• _TASK ITEM 1_
From the article about the Chem-Fab wells, list the places where the last three wells are to be drilled.
• _TASK ITEM 2_
Carry on the article about the Chem-Fab wells from its final sentence.

### READING PASSAGE

Last
of wells planned for former Chem-Fab site
By Christina Kristofic, Intelligencer, January 18, 2009
There soon will be 47 wells to monitor.
The state Department of Environmental Protection is preparing
to drill the last of 47 wells to help monitor contaminated groundwater near the site of the former Chem-Fab plant on Broad Street in Doylestown.
"We've been seeing previously that the contaminated groundwater
was traveling in a south or southwest direction from the site. In the past few years, we have seen northern wells have some
contamination," DEP spokeswoman Lynda Rebarchak said this week.
DEP officials want to put wells on more properties north
of the site to help better determine the extent and direction of the contamination. The DEP has drilled 44 wells on commercial,
residential and municipal properties in the area. DEP spokesman Dennis Harney said the last three -at the PECO substation
and The Intelligencer property, both on Broad Street, and
on A Avenue, south of Chem-Fab - are expected to be drilled when weather allows.

######
### EXCERPTED RECORDS

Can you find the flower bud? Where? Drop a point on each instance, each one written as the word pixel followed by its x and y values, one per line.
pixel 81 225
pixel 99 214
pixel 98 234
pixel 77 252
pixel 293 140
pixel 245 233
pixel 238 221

######

• _TASK RESPONSE 1_
- The PECO substation on Broad Street
- The Intelligencer property on Broad Street
- A Avenue, south of Chem-Fab

• _TASK RESPONSE 2_
Neither Harney nor Rebarchak could explain the delay in
drilling the last three wells.
"It could be that property owners asked for reimbursement.
It could have been the normal access agreement process. Generally, when lawyers get involved, it tends to slow the process
down somewhat because things have to go back and forth a little bit more," Rebarchak said.
The DEP needs to finish monitoring the area before the EPA,
which has listed the Chem-Fab property as a superfund site, can begin cleansing the groundwater.
The EPA will pump out the contaminated groundwater, treat
it to remove toxic chemicals, add an agent that will break up any chemicals still in the ground and re-inject the water into
the ground. The process is expected to take 20 to 30 years, and cost about $5 million. A borough well near the contaminated
site was closed in 2004 and will remain closed until the groundwater has been cleaned.
The former plant, at 300 N. Broad St., was an electroplating and metal etching operation from 1965 to 1994.
The EPA and FBI removed more than 100 drums of hazardous
substances and more than 8,000 gallons of chromic acid waste that had been left on the site.
The EPA referred the site to DEP for investigation in 1999.
The DEP found high concentrations of the carcinogen hexavalent chromium, as well as trichloroethylene (TCE) and tetrachloroethylene
(PCE), which may be carcinogenic, in the groundwater.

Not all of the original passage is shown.